Detection annotation records
────────
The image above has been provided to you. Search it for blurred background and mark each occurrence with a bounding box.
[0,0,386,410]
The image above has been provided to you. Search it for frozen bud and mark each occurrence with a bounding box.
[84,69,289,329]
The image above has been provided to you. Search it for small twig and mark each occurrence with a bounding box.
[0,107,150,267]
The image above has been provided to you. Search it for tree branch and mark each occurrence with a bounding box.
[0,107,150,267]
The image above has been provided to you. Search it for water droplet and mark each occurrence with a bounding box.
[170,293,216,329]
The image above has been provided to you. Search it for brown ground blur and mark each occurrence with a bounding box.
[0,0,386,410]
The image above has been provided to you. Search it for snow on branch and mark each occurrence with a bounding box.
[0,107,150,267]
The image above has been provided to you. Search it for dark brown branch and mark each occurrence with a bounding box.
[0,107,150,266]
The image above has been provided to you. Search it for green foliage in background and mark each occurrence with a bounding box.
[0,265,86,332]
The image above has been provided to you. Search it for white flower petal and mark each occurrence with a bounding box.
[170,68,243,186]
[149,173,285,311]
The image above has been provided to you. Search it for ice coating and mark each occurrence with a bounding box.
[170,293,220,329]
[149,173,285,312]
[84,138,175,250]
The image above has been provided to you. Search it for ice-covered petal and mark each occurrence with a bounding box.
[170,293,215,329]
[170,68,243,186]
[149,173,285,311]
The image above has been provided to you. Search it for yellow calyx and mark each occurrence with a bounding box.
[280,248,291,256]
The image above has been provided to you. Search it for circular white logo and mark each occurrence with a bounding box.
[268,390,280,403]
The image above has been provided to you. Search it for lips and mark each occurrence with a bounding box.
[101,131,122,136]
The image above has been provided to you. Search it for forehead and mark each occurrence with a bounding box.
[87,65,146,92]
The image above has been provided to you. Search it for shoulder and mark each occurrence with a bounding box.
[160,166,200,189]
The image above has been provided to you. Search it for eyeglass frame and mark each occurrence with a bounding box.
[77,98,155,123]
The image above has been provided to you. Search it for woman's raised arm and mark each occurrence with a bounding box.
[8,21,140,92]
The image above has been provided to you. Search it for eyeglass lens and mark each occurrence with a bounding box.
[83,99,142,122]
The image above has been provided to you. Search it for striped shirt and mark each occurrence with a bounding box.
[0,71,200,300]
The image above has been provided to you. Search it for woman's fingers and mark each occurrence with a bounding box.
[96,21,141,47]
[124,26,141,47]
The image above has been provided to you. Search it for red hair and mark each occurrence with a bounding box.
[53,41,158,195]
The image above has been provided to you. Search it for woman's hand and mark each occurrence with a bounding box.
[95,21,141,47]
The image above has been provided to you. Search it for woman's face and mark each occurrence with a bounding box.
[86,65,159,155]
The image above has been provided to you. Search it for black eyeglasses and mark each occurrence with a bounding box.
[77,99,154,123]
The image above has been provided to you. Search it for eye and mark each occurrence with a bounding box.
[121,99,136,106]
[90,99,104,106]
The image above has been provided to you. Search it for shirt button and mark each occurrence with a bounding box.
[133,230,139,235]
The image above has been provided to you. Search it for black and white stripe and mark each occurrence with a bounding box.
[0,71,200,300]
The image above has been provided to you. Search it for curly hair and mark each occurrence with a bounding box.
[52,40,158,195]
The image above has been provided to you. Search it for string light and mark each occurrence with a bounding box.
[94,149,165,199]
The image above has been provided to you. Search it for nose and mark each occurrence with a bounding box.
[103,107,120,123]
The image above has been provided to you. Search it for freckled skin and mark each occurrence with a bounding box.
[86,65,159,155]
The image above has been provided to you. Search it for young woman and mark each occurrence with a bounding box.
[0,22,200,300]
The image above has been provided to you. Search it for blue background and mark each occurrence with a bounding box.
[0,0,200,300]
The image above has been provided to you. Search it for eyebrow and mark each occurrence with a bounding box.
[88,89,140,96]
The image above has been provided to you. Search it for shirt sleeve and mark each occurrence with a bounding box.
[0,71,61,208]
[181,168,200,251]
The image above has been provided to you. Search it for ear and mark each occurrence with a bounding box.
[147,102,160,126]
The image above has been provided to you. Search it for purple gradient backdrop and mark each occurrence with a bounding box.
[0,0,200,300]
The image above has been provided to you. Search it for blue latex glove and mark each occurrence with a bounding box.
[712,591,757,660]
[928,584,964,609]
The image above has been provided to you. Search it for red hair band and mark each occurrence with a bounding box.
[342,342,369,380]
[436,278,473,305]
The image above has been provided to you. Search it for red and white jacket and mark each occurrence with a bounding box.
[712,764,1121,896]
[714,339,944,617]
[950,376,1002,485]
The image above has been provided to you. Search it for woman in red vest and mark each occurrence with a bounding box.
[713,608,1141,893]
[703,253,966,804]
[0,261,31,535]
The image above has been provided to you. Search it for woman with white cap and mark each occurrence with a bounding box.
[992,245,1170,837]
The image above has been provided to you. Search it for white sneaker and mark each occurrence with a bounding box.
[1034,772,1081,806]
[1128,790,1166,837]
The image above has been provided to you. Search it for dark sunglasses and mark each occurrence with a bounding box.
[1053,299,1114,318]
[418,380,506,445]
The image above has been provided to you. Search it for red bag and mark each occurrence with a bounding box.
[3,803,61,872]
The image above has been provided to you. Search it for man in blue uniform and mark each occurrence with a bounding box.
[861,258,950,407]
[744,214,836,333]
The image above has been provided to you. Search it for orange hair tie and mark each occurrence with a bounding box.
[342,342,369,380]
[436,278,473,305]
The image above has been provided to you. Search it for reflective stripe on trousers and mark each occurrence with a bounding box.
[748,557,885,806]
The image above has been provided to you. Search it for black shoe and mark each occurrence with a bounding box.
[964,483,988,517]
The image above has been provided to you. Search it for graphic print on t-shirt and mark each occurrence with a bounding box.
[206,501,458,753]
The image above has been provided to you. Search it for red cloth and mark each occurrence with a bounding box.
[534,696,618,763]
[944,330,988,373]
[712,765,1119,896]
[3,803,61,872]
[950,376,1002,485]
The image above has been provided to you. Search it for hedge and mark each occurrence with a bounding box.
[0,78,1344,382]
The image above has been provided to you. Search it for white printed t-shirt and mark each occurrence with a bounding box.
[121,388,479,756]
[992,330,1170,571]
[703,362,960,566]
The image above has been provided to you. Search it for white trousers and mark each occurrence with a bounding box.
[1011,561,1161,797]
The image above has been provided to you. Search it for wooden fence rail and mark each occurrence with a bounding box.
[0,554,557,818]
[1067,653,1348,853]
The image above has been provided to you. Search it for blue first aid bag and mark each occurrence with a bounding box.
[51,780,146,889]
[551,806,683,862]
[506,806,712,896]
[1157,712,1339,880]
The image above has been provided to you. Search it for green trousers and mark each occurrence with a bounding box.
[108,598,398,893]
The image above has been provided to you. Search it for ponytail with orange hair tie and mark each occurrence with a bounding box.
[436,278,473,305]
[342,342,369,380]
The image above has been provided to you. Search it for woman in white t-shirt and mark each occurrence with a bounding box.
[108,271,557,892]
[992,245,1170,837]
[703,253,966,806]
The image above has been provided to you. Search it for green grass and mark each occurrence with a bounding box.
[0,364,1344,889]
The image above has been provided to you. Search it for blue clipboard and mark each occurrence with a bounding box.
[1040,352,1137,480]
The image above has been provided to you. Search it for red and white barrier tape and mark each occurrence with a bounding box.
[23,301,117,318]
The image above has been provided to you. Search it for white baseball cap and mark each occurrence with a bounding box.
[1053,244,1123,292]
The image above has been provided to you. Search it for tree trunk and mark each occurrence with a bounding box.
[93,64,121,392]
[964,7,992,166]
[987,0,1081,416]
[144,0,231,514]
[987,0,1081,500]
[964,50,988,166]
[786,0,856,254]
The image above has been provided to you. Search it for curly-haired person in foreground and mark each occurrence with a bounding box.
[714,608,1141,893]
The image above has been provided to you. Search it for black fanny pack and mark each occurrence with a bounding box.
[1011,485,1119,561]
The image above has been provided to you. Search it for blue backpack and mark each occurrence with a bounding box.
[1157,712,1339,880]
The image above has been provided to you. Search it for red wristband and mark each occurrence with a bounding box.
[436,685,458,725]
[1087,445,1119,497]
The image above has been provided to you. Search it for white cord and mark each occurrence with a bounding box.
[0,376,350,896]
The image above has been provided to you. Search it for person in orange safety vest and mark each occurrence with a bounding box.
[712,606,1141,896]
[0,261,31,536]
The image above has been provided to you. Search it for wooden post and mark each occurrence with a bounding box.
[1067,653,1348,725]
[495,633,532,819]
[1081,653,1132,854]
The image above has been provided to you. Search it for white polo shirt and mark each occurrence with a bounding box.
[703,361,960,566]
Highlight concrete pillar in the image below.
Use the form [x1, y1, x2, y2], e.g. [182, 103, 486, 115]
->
────────
Problem statement: In the stretch from the line containing "for blue clipboard" through the line containing "[23,301,117,318]", switch "barrier tape" to "caution tape" and write those lines out again with nothing else changed.

Finished answer:
The image above has been provided to you. Search it for blue clipboard and mark each occurrence with a bounding box.
[1040,352,1137,480]
The image above has been provided to you. Search it for red and white caution tape and mark each occurrence with a bounding box.
[23,301,117,318]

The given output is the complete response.